El Gobierno de Mariano Rajoy ha caído en la manía de llamar reforma estructural a cualquier cambio legal, sea cual sea el alcance u objetivo del mismo. Sin entrar en discusiones sobre otras modificaciones normativas (bancaria, laboral), está claro que el Real Decreto 9/2013, el anteproyecto de ley del sector eléctrico y sus propuestas de desarrollo no constituyen reforma estructural alguna, sino un intento dramático para evitar que el déficit de tarifa eléctrica (diferencia entre los costes reconocidos del sistema eléctrico y los ingresos obtenidos, que ahora ronda los 26.000 millones) siga creciendo sin esperanza de pago ni redención. El intento estaba bien orientado, porque identificaba con exactitud algunas de las causas principales del déficit; concretamente dos, las primas a las energías renovables y la retribución excesiva concedida a la actividad de distribución. Las bases de la acción contra el déficit de tarifa en la nueva ley son, pues, el recorte de las primas y un nuevo cálculo de las retribuciones a la distribución. Con tales recortes, más un rosario previo de impuestos aplicados a la producción de electricidad y una aportación supuesta de los Presupuestos de 2.200 millones, debía cancelarse el agujero financiero que hasta el momento aparece, como un derecho reconocido, en los balances de las eléctricas.

• **Problemas por resolver**:
A. ¿Qué dos causas principales del déficit de tarifa identificaba el intento del Gobierno, según el fragmento sobre la reforma eléctrica?
B. Prolonga el fragmento sobre el déficit de tarifa eléctrica a partir de su última frase.
Las filas no hacen falta para nada de lo que se pide.

• **Filas de datos**:
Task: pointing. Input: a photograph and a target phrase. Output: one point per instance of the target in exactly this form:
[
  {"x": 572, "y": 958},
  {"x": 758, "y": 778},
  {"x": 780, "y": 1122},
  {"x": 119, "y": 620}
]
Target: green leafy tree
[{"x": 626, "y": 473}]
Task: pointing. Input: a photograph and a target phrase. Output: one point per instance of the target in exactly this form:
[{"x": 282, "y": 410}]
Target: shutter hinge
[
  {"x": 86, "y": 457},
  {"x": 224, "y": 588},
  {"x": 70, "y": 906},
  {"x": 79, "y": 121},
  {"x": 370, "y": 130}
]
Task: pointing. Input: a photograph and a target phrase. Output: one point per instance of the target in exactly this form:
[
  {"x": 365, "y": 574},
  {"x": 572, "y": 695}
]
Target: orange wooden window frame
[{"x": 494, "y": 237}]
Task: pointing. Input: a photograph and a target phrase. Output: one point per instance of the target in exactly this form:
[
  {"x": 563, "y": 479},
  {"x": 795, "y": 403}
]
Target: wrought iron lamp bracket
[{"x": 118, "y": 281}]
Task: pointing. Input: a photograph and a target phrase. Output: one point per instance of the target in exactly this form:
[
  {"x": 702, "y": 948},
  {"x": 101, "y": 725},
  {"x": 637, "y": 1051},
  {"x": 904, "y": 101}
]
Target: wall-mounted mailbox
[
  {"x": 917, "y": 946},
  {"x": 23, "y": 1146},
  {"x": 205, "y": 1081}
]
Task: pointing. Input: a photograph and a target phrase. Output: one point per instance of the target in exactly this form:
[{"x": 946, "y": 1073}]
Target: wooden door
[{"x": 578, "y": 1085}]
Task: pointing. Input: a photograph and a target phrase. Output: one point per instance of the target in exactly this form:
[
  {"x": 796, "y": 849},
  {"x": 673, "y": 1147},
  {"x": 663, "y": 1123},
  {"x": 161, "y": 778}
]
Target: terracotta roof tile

• **En respuesta**:
A. Las primas a las energías renovables y la retribución excesiva concedida a la actividad de distribución.

B.
Pero la aplicación poco competente de los principios expuestos ha arruinado el éxito de la operación. En primer lugar, porque no está claro que Hacienda aporte los 2.200 millones previstos en la reforma, lo cual ya dice bastante poco de la coordinación entre ministros del Gobierno. Solo con que todo o parte de ese dinero no llegara al sistema eléctrico, el objetivo de eliminar el déficit ya habría fracasado. Pero hay además otras debilidades internas que el responsable político del proyecto tendría que haber calculado mejor. La retribución de la distribución es hoy más justa que antes, pero resulta que las redes eléctricas necesitan de una inversión que el proyecto no incentiva. Por otra parte, la rentabilidad reconocida a las renovables aplica un criterio de retroactividad para toda la vida de la inversión que contradice en apariencia el principio de seguridad jurídica y será causa probablemente de litigios.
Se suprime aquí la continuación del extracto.